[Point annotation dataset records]
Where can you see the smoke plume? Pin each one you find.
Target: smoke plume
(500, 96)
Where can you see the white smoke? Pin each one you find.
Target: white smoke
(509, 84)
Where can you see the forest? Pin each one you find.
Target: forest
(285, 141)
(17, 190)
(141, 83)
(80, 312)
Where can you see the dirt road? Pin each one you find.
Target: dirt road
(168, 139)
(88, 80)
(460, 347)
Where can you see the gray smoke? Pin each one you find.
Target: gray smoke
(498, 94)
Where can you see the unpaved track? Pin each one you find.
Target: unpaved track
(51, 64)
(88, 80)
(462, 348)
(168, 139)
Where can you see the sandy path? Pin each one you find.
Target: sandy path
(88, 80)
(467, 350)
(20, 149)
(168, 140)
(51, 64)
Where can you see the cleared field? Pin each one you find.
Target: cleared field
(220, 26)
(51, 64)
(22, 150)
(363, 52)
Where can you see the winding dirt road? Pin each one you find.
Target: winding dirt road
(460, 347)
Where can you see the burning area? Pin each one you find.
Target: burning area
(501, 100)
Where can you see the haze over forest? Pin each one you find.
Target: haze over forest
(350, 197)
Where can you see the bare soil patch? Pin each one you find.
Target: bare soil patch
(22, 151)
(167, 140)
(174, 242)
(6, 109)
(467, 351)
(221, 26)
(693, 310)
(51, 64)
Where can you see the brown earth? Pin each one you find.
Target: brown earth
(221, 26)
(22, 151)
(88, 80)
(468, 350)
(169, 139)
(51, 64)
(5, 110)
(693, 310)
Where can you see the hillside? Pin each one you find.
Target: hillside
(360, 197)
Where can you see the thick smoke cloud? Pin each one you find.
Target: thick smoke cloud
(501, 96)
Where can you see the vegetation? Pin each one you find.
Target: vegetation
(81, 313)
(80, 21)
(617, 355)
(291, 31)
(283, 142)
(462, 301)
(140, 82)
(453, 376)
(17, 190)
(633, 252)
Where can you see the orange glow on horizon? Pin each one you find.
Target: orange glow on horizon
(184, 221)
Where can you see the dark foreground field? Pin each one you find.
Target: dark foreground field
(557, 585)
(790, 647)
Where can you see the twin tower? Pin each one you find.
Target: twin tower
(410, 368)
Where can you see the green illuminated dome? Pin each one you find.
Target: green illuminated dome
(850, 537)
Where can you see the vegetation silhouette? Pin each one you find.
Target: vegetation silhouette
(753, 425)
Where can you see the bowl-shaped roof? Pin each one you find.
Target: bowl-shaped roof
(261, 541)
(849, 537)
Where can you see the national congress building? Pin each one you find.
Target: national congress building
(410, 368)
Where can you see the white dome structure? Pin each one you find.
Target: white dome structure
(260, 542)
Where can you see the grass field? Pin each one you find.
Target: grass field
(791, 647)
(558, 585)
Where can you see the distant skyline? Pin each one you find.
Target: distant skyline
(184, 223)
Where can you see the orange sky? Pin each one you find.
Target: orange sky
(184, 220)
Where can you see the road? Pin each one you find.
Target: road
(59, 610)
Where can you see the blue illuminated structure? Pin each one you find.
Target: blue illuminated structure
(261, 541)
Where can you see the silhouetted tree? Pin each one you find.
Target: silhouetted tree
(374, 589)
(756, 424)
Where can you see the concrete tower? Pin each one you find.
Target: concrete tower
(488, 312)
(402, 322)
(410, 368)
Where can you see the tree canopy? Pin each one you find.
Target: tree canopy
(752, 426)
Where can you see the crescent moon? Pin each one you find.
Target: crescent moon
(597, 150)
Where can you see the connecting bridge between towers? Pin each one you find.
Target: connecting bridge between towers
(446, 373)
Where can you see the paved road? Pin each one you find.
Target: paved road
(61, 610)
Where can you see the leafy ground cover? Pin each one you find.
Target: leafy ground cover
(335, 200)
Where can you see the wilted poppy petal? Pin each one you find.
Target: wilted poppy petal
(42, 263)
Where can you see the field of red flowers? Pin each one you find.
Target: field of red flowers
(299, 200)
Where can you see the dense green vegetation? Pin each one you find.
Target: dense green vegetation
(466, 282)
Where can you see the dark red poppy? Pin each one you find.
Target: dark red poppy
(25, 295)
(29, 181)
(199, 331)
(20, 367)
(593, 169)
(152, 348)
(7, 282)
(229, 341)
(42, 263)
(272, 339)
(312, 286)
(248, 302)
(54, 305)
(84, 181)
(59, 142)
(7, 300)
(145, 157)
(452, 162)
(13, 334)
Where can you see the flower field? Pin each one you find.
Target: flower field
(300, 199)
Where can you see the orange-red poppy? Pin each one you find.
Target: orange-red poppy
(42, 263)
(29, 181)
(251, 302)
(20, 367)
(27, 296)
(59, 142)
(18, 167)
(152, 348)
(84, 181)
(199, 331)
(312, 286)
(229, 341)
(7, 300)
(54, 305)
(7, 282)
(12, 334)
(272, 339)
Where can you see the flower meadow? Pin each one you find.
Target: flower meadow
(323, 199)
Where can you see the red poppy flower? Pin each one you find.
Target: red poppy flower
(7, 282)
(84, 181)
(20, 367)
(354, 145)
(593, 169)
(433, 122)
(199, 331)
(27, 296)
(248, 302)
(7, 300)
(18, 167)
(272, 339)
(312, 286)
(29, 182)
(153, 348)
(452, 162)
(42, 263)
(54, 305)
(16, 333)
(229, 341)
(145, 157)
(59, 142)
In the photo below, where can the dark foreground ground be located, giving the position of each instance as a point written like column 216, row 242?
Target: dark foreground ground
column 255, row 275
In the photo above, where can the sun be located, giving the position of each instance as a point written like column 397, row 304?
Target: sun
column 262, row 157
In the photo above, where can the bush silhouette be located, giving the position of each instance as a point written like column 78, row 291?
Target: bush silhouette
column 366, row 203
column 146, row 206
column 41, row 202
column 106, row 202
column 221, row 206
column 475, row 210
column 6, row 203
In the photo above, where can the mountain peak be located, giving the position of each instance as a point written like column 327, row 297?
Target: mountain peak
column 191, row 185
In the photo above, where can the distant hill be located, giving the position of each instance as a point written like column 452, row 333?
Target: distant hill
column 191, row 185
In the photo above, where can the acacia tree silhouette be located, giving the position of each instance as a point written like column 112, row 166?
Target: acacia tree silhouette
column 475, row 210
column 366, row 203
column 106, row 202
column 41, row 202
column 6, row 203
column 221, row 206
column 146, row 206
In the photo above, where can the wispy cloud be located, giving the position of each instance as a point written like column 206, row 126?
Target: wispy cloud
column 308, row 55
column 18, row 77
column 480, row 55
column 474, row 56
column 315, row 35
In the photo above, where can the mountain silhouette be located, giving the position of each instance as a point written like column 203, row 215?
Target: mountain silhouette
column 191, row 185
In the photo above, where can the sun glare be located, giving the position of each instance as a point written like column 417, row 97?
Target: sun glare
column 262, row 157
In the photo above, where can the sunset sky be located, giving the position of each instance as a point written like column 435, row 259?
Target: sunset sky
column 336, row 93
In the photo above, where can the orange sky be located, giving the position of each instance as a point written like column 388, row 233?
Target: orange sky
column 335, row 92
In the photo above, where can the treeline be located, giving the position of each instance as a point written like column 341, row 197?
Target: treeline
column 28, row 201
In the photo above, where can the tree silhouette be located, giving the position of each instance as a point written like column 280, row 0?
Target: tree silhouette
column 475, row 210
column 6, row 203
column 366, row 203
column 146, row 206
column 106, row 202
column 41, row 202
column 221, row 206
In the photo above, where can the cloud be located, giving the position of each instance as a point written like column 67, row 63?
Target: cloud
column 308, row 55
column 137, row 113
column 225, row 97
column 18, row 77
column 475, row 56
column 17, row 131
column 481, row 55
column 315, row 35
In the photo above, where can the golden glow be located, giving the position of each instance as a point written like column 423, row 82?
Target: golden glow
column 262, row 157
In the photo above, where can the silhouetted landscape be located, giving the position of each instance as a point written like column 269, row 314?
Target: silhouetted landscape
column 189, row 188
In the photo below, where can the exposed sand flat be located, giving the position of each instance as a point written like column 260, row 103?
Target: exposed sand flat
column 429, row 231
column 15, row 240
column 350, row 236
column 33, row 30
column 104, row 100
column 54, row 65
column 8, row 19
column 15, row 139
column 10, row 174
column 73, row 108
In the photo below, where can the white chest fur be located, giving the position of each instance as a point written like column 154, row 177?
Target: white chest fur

• What you need to do: Quote every line of the listing from the one containing "In the photo above, where can the silhouetted" down to the one containing "column 73, row 108", both included, and nothing else.

• The output:
In the photo above, where can the silhouetted landscape be located, giving the position of each instance as a point written like column 269, row 314?
Target: silhouetted landscape
column 189, row 188
In the photo below, where can the exposed sand flat be located, giving the position of each instance as a point written like column 260, row 103?
Target: exposed sand flat
column 429, row 231
column 15, row 240
column 350, row 236
column 33, row 30
column 104, row 100
column 54, row 65
column 8, row 19
column 15, row 139
column 10, row 174
column 73, row 108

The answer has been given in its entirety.